-- GIVEN EXERCISE A --
Translate this sentence from the blog post below into Spanish: "As an aspiring humorist, I work hard to maintain a lighthearted atmosphere in my blog posts."
-- GIVEN EXERCISE B --
In the blog post below, where was the topic all abuzz this past summer?
-- GIVEN EXERCISE C --
Please duplicate the part of the blog post below that opens with the words containing "I came across" and closes with "and sex sells.".

I want to discuss a very delicate subject this week and I will need to tread lightly. Please note that I pondered long and hard about whether or not this subject should be broached. As an aspiring humorist, I work hard to maintain a lighthearted atmosphere in my blog posts. Oh who am I kidding!? I was ready to jump all over this topic like a 3-year-old jumps on a happy meal!
I came across an article this morning that stated some idiots parents are allowing their teenagers to have sex in their homes. Milk-a-wha?????? Apparently this topic was all abuzz on Twitter and the news this past summer. I must have missed the hullabaloo while I was busy organizing our family’s annual Barrel of Monkeys competition. I’ve decided to reopen that can of worms and fire up that topic again for several reasons:
1) It deals with sex and sex sells.
2) It’s controversial and controversy sells.
And most importantly:
3) I can’t remember…maybe I’ll think of it by the end of this post.
First of all, let me say that under certain circumstances, I would not be opposed to the crumb snatchers bumping uglies in our home. What would those circumstances be, you might ask? Well I’m glad you did, ‘cause I was going to tell you anyway.

-- SUPPLIED MATERIAL --
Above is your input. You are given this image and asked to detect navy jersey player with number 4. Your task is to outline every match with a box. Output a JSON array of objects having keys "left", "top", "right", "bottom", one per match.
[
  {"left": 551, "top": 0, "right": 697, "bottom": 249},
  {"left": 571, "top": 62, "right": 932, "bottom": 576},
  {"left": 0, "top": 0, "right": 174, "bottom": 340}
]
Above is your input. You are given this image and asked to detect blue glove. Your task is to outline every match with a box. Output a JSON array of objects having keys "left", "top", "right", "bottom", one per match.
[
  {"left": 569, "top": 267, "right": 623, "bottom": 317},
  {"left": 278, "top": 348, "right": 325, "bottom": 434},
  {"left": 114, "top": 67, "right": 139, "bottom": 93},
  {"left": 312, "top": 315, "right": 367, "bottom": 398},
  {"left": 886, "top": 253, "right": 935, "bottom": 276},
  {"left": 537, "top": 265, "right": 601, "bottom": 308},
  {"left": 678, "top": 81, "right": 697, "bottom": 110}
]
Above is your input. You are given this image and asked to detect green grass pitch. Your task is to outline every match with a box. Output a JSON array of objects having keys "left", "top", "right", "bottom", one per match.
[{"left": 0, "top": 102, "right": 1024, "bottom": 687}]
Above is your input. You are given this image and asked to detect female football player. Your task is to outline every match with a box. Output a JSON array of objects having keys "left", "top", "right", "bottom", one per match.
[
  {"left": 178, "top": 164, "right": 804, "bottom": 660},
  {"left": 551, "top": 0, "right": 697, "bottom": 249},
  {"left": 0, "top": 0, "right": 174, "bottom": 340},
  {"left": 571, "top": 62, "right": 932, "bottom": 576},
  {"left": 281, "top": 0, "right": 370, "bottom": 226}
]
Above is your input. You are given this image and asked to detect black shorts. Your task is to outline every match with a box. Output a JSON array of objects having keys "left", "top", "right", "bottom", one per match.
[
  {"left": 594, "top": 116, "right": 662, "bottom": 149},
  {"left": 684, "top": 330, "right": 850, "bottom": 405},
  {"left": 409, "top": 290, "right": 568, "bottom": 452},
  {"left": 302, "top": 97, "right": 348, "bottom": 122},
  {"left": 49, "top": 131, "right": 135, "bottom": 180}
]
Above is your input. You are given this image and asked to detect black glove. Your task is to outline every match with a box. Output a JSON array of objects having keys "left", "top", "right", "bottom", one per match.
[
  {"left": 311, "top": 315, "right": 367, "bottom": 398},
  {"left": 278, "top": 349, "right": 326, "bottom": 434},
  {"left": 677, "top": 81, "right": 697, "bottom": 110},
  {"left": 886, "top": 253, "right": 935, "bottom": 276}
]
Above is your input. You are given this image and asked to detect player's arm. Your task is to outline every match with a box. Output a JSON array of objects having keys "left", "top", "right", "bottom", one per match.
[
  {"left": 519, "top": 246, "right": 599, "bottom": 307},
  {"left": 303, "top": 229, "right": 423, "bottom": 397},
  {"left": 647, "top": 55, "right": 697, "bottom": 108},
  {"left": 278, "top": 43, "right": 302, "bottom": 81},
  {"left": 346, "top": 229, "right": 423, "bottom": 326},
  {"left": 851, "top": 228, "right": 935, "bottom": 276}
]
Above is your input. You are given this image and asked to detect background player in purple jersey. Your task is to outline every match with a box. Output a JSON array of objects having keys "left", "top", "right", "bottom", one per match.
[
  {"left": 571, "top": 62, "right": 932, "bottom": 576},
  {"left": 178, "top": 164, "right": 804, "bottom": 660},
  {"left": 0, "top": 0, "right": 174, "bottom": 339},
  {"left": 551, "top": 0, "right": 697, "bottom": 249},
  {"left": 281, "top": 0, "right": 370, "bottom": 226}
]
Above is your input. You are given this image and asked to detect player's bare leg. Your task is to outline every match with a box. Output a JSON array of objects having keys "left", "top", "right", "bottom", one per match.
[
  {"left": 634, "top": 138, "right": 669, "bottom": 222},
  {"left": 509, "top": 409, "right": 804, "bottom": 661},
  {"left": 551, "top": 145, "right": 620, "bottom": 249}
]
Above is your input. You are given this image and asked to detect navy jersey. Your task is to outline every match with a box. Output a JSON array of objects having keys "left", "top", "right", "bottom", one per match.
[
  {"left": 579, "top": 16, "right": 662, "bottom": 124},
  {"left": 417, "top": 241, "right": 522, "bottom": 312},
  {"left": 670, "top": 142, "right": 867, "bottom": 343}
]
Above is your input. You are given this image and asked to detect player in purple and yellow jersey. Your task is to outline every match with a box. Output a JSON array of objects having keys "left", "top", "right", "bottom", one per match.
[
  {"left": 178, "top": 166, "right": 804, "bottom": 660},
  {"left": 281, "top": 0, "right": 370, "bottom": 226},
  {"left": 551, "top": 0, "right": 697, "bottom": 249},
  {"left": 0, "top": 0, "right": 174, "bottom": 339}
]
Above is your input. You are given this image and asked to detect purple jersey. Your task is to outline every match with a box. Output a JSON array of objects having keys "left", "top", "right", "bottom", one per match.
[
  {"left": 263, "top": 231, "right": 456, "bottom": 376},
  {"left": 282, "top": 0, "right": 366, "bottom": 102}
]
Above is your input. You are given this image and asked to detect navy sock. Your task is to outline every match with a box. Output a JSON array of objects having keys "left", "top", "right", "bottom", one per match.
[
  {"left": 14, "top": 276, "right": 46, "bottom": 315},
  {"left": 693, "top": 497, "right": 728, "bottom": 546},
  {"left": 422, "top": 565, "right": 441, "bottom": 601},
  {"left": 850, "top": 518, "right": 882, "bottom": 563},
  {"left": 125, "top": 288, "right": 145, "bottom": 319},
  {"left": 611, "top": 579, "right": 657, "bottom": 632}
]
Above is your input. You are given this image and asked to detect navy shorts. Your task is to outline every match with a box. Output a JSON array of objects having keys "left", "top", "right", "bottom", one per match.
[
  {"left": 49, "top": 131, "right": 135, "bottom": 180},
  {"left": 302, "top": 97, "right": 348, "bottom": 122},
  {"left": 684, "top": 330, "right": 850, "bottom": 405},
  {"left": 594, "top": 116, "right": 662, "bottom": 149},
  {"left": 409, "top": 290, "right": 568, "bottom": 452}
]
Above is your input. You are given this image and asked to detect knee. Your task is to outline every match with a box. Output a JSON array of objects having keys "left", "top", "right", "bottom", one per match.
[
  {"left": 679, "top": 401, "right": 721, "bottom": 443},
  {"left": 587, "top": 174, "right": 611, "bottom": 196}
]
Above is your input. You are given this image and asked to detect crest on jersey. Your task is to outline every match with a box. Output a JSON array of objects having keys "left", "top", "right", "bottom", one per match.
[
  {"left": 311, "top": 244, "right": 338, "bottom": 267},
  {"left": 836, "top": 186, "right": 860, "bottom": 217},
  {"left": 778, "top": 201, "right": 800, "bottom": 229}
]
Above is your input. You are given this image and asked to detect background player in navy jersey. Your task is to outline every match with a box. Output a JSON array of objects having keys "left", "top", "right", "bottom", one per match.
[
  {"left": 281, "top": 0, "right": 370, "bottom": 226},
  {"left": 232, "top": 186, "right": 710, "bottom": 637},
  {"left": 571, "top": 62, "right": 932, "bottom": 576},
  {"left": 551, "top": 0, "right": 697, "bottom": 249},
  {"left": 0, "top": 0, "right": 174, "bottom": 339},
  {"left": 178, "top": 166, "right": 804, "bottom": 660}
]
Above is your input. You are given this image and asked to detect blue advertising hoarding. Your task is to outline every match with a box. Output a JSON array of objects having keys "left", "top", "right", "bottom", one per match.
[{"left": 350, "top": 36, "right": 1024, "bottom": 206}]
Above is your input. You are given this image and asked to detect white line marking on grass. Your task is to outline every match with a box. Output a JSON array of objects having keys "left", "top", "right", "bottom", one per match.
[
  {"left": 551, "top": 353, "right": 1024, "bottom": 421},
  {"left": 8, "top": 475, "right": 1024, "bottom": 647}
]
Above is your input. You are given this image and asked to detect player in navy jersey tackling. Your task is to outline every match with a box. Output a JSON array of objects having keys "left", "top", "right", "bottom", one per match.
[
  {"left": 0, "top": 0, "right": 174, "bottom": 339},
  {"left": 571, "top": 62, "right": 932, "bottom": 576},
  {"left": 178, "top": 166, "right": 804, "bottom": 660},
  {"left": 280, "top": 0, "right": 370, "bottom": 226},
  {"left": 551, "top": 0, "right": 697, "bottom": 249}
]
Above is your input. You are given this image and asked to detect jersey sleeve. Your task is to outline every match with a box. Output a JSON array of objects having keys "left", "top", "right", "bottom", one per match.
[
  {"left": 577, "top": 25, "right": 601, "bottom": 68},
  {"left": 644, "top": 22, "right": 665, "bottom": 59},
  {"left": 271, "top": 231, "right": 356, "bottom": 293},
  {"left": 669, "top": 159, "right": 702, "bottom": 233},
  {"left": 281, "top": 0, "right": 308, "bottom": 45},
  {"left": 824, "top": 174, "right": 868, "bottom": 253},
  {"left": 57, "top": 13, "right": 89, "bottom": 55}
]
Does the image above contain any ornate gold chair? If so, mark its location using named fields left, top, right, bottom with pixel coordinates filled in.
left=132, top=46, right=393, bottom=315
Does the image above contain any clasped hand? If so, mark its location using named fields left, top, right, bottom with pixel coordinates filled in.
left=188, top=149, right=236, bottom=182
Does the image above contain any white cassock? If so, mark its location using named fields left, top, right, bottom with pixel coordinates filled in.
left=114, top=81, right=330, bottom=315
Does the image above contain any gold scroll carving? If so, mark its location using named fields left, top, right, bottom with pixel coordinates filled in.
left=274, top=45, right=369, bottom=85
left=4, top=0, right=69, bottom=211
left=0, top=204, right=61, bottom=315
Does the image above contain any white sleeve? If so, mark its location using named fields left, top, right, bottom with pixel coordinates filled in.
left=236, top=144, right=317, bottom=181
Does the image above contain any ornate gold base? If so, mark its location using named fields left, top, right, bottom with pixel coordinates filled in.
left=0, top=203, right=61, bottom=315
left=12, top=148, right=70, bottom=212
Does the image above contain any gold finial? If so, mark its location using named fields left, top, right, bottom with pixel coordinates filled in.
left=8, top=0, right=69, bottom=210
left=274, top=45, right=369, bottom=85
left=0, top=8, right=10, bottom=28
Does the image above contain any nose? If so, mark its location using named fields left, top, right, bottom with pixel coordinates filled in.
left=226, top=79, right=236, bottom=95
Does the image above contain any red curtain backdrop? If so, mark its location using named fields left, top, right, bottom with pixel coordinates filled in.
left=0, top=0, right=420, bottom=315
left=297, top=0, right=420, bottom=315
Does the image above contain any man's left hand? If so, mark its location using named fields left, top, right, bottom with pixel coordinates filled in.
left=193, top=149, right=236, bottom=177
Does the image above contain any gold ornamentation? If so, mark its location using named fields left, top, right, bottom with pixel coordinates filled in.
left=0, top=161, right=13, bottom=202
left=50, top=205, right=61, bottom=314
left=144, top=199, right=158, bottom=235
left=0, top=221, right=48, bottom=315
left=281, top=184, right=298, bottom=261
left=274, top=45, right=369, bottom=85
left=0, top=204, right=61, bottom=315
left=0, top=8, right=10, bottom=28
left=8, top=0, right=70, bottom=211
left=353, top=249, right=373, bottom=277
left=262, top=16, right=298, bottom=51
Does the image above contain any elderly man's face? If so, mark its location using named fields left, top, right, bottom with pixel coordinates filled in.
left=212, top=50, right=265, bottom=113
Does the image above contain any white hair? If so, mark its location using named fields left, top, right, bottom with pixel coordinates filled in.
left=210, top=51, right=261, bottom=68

-- SOLUTION A --
Como aspirante a humorista, me esfuerzo mucho por mantener un ambiente desenfadado en las entradas de mi blog.

-- SOLUTION B --
On Twitter and the news.

-- SOLUTION C --
I came across an article this morning that stated some idiots parents are allowing their teenagers to have sex in their homes. Milk-a-wha?????? Apparently this topic was all abuzz on Twitter and the news this past summer. I must have missed the hullabaloo while I was busy organizing our family’s annual Barrel of Monkeys competition. I’ve decided to reopen that can of worms and fire up that topic again for several reasons:
1) It deals with sex and sex sells.